■ TASK DIRECTIONS
Pictures stay out; everything else from the first line of the entries down through the line with "Target | blue enamel pot" gets copied exactly.

________

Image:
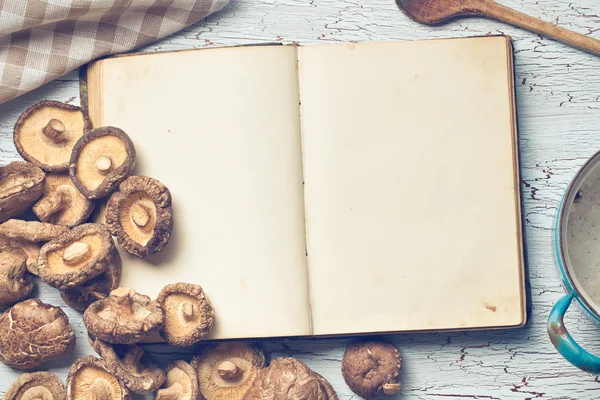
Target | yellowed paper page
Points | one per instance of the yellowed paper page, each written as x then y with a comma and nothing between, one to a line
410,186
220,128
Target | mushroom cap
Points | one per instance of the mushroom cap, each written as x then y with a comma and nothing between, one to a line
39,147
145,197
188,313
124,317
76,256
227,370
98,288
21,185
62,203
289,379
181,383
32,333
101,160
36,385
372,368
24,237
15,283
129,362
89,378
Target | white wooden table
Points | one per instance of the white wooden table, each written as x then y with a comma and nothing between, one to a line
558,96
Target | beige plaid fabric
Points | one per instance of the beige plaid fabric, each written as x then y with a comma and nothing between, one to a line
41,40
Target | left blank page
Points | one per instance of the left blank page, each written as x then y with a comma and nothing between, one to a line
220,128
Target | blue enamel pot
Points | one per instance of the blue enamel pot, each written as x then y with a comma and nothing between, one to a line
577,249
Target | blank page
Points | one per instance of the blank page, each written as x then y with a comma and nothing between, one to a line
220,129
411,188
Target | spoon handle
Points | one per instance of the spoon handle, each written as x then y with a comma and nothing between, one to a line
508,15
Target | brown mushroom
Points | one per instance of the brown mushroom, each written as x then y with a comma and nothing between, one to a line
80,297
32,332
15,283
372,368
133,367
227,370
36,386
124,317
188,313
140,215
90,379
25,237
289,379
76,256
181,383
101,160
61,203
21,185
47,131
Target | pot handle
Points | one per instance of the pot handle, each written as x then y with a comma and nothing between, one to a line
564,342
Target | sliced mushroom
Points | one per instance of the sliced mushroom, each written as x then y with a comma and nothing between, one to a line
124,317
140,215
25,237
372,368
61,202
21,185
289,379
47,131
188,314
227,370
15,283
95,289
101,160
181,384
36,386
129,362
90,379
32,332
76,256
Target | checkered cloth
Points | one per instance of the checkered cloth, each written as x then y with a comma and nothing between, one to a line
41,40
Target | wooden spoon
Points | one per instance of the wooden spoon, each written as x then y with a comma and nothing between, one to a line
432,12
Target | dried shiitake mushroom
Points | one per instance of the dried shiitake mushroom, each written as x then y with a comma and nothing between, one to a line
124,317
21,185
188,313
32,333
76,256
101,160
95,289
134,368
25,237
181,383
372,368
227,370
90,379
36,386
140,215
289,379
47,131
15,283
61,203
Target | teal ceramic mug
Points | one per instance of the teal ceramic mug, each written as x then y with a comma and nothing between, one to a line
577,248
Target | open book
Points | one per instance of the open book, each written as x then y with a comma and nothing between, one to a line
330,189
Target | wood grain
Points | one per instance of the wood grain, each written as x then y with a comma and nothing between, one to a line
558,96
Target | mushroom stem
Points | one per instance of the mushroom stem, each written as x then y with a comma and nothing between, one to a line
228,370
173,392
54,130
48,206
76,253
139,215
103,163
392,388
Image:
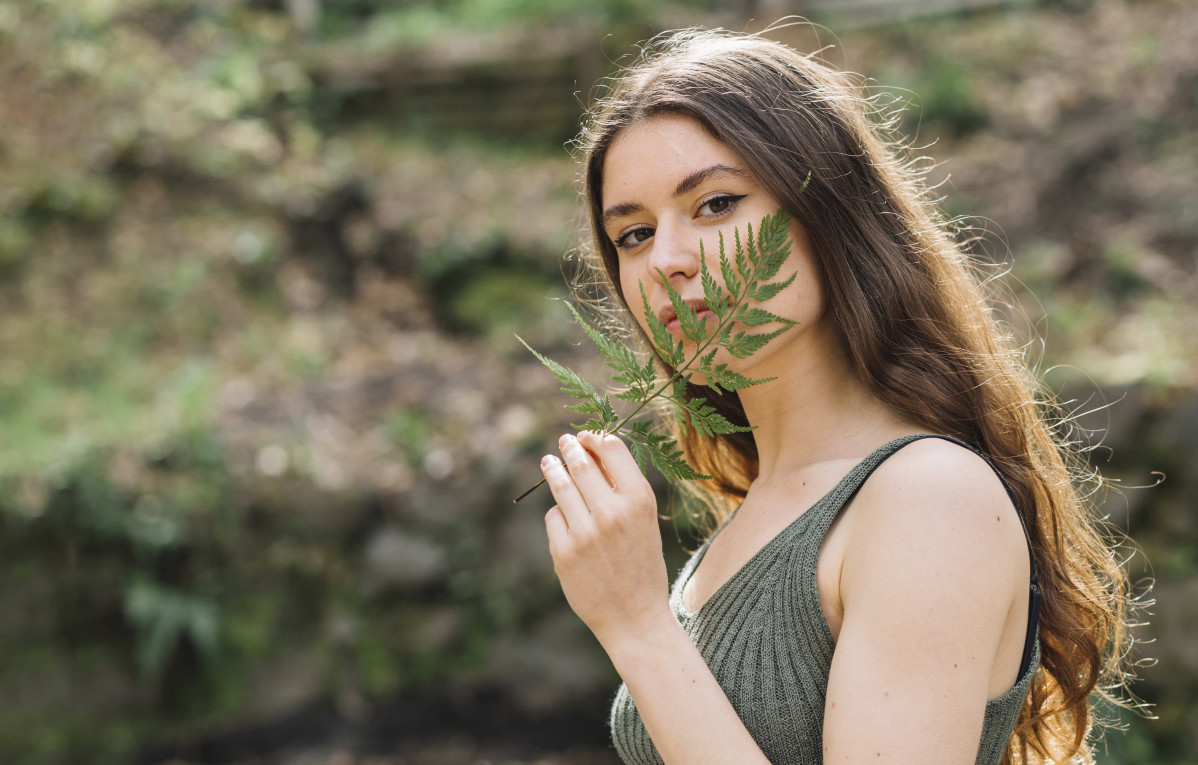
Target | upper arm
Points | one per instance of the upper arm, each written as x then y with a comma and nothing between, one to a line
930,575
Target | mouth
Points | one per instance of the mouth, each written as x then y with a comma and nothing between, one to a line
670,317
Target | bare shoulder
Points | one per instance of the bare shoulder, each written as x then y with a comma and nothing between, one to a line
936,511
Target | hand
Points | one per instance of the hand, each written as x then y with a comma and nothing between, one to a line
604,538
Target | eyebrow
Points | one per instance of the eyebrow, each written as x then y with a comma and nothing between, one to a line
687,184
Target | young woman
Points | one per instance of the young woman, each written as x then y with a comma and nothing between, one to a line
872,593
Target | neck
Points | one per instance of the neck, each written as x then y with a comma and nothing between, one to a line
816,410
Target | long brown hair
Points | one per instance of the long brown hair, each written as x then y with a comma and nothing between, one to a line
911,308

________

■ RESULT OF THE TASK
Image:
Target | yellowed paper page
Points | one per instance of the yellowed paper page, each written as x then y with a comma and nothing between, one to a line
410,186
220,128
Target | mushroom cap
Points | one per instance of the mushroom cap, each written as x then y with a comma and nothing between, one to a line
39,147
145,197
188,313
124,317
76,256
227,370
98,288
21,185
62,203
289,379
181,383
32,333
101,160
36,385
372,368
24,237
15,283
129,362
89,378
Target | white wooden table
Points | one per instance of the white wooden table, each written as x then y with a comma and nothing between, one to a line
558,96
Target | beige plaid fabric
Points | one per instance of the beige plaid fabric, each written as x then y with a comma and nothing between, one to a line
41,40
Target | left blank page
Points | one per instance of the left blank page, each written as x then y with a comma and nothing between, one to a line
220,128
Target | blue enamel pot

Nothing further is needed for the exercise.